What to produce | Pull out every line in the items below that contains the string "relief", and reproduce each one unchanged.

Extracted entries |
== == ==

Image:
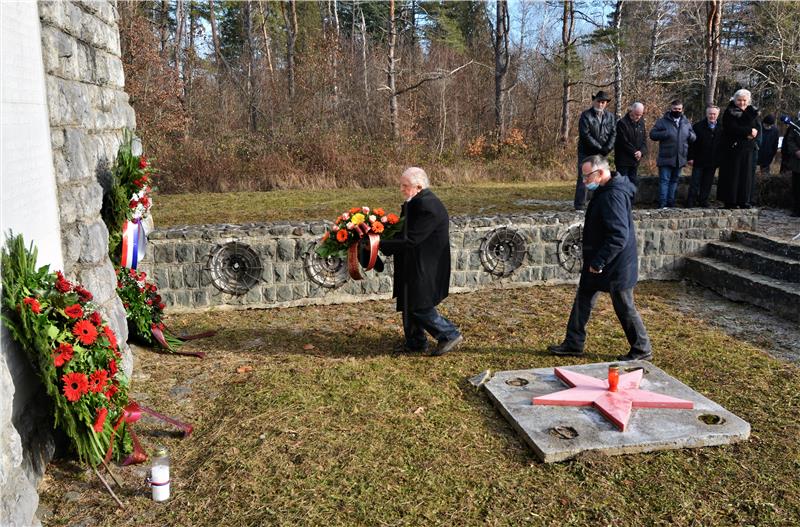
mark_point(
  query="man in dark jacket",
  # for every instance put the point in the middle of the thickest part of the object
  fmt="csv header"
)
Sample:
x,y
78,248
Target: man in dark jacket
x,y
631,143
422,266
769,144
609,262
790,151
597,130
703,158
673,133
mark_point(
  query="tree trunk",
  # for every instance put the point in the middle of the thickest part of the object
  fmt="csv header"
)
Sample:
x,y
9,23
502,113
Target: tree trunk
x,y
618,58
500,66
252,110
712,46
290,21
392,75
567,27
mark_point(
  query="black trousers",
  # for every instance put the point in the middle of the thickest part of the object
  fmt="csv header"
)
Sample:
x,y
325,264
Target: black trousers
x,y
627,314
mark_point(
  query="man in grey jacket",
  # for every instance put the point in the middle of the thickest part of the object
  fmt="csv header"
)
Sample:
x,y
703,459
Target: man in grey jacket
x,y
674,133
597,130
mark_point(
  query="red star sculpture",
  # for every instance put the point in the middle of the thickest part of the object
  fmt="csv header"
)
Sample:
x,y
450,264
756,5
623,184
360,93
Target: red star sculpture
x,y
614,405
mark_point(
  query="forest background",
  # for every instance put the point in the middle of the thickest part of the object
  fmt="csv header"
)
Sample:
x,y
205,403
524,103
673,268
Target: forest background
x,y
262,95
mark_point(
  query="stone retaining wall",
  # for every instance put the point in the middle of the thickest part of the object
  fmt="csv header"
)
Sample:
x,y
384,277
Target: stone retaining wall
x,y
178,258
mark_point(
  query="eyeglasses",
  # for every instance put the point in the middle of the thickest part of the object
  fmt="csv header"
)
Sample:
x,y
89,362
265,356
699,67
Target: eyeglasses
x,y
587,176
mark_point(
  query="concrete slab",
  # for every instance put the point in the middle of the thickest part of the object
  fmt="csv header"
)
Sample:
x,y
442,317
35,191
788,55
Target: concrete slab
x,y
557,433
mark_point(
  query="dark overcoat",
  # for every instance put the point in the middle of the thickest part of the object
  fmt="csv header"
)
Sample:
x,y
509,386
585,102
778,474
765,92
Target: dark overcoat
x,y
705,149
609,238
673,140
631,137
736,155
421,253
596,135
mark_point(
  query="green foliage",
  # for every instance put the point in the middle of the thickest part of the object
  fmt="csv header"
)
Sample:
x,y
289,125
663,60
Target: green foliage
x,y
42,312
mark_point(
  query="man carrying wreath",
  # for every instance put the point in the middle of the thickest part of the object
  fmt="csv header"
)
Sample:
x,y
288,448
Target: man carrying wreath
x,y
422,266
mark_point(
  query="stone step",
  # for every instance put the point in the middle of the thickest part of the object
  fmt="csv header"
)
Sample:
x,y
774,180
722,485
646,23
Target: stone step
x,y
766,244
755,260
778,296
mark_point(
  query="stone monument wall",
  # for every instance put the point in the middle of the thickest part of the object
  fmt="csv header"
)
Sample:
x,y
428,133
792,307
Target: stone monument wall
x,y
76,61
184,265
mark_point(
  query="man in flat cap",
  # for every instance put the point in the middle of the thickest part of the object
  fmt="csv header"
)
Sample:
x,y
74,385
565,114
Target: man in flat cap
x,y
597,131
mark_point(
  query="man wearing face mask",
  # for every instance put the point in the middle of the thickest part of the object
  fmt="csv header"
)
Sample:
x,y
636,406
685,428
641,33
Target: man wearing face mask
x,y
703,158
597,130
673,133
610,262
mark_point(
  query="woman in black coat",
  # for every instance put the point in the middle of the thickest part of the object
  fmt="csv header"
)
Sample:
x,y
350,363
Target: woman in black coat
x,y
736,151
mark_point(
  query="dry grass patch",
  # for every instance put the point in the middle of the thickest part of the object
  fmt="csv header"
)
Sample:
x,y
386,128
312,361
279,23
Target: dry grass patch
x,y
345,433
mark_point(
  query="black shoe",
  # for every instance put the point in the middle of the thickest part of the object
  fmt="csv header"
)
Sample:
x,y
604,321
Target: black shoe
x,y
446,346
563,351
635,356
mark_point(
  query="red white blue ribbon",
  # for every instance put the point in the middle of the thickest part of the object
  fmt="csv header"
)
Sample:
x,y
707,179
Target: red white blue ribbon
x,y
134,241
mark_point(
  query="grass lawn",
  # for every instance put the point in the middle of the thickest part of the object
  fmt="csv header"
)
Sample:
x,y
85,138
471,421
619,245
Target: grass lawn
x,y
331,428
299,205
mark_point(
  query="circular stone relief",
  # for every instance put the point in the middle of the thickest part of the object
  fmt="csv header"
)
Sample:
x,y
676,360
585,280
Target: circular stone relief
x,y
234,268
502,251
330,272
570,248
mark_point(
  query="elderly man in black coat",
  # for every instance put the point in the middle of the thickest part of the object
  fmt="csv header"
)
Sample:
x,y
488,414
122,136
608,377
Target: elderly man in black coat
x,y
704,158
631,143
609,262
597,131
422,266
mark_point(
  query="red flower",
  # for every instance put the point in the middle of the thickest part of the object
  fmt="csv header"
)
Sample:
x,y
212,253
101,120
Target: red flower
x,y
73,311
112,339
75,385
111,392
100,420
98,381
62,284
33,303
84,294
62,354
85,331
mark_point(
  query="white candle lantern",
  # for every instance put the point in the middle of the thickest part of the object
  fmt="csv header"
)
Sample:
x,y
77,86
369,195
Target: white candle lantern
x,y
159,475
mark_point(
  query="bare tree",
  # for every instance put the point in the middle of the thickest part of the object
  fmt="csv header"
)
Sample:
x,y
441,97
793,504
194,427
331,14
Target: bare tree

== == ==

The solution |
  query="circular stone relief",
Target: circular stone relief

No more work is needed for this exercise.